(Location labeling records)
--------------------
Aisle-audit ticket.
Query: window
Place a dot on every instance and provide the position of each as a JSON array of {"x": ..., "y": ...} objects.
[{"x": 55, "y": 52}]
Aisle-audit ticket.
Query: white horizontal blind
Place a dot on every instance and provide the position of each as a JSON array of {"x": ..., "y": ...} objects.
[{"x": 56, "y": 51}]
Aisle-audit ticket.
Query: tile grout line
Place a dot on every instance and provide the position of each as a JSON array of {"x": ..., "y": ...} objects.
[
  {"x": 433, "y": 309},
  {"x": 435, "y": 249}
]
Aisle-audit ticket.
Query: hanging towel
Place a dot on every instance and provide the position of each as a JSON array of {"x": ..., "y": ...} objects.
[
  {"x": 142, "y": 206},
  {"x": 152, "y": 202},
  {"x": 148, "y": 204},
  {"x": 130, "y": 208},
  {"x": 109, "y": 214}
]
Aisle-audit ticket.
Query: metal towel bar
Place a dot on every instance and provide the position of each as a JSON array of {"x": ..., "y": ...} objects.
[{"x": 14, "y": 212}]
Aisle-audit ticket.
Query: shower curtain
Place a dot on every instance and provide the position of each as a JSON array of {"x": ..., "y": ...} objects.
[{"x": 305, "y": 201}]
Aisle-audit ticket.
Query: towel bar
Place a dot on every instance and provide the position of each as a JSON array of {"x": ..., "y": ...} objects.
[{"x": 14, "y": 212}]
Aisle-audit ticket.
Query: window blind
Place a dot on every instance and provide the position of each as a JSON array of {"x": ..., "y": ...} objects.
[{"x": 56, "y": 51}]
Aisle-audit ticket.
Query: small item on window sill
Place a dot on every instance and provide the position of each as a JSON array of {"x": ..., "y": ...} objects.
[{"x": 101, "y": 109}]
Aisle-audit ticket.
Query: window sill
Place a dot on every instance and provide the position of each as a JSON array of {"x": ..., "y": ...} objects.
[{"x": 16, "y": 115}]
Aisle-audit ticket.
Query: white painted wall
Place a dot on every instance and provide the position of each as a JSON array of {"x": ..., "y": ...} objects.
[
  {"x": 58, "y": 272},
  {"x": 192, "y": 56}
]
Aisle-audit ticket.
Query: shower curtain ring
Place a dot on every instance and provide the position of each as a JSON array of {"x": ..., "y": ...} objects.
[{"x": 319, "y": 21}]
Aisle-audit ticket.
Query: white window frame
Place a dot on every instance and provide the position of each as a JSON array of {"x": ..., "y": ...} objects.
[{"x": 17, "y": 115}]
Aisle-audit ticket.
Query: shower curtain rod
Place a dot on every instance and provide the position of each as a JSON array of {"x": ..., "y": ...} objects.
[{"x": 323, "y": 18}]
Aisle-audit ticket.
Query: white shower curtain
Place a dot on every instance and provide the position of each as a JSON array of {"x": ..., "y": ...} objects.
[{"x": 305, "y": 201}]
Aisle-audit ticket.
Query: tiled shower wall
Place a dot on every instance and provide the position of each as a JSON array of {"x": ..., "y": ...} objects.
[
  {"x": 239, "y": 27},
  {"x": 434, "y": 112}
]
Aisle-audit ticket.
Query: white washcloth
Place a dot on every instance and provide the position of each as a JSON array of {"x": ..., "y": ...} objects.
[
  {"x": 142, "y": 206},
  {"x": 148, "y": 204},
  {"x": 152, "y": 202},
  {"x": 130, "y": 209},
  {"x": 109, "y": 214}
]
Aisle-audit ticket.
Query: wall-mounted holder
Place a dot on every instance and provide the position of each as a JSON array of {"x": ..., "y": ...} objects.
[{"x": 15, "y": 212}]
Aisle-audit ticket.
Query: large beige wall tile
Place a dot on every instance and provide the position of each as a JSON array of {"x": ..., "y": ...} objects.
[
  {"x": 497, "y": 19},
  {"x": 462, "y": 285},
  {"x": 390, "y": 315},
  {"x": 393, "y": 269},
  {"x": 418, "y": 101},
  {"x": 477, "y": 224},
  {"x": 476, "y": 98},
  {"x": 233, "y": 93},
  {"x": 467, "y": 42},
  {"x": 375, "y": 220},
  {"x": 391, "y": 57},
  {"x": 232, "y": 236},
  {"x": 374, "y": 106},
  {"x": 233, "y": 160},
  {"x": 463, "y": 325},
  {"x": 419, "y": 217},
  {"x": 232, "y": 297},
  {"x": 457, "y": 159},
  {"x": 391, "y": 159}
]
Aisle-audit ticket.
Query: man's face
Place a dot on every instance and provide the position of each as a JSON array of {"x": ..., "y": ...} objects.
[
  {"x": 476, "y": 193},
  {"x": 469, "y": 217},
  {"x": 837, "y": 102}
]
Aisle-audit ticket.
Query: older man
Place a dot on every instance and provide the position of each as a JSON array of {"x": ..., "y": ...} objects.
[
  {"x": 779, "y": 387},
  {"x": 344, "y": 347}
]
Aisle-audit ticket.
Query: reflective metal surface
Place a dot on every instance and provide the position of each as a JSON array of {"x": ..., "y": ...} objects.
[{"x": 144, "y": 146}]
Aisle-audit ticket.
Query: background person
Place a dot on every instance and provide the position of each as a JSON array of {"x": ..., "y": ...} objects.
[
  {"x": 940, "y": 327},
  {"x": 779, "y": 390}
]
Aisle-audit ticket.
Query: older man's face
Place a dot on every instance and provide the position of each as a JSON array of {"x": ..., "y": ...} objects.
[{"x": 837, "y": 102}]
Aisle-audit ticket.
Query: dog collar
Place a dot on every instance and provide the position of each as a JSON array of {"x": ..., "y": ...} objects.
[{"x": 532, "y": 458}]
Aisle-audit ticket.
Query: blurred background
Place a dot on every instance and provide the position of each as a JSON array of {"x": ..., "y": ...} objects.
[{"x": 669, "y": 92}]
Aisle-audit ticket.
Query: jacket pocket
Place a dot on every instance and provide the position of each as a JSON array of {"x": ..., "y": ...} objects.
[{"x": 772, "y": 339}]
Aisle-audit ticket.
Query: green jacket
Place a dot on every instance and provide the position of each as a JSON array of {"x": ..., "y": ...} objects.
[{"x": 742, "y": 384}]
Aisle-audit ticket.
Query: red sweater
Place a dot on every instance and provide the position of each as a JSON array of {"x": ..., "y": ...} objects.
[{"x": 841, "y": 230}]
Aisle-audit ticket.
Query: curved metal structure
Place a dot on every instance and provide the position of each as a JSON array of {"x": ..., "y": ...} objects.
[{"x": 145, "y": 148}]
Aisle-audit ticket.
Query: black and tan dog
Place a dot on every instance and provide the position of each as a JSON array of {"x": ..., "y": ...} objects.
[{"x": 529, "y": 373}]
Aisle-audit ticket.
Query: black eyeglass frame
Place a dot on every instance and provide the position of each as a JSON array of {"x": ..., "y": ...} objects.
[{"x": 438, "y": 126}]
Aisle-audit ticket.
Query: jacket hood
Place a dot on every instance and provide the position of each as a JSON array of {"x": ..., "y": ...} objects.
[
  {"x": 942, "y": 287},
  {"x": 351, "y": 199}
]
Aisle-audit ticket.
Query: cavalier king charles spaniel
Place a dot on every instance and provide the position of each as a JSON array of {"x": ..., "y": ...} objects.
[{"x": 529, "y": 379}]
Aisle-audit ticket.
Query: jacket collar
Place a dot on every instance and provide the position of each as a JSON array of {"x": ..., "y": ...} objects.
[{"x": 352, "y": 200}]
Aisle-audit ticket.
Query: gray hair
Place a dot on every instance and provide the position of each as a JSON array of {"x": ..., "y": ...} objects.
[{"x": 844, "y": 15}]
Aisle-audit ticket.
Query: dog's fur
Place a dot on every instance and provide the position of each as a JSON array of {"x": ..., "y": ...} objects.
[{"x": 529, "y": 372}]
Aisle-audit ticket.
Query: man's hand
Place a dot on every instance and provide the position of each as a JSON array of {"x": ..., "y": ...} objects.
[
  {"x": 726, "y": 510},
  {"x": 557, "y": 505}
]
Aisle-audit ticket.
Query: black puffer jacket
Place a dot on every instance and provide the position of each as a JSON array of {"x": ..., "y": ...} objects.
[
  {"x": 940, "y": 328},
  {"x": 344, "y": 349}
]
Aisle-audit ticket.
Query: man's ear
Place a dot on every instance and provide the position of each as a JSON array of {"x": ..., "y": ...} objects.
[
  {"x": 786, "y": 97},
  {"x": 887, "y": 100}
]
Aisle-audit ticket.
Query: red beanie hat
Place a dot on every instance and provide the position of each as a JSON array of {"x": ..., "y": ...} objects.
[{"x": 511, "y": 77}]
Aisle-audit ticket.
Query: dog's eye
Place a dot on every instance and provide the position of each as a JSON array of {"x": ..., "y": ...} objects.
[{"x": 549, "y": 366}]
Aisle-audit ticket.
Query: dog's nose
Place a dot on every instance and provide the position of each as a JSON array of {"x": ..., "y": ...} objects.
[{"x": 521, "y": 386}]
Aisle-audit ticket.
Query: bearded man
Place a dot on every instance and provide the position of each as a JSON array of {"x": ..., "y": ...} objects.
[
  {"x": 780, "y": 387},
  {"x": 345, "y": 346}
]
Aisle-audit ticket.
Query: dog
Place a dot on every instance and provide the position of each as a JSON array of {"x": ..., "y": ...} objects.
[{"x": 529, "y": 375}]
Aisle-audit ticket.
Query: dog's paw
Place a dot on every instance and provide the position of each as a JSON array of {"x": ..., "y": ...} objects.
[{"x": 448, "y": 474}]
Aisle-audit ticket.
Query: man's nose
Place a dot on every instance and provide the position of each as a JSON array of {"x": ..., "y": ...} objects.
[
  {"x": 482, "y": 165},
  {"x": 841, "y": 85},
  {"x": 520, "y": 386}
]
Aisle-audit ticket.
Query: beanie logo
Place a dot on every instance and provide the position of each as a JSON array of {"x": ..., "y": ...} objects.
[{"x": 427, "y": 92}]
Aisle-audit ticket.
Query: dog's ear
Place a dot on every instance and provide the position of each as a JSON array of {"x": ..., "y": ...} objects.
--------------------
Gather every line of the material above that contains the string "frame" and list them.

Query: white window frame
Query: black eyeglass frame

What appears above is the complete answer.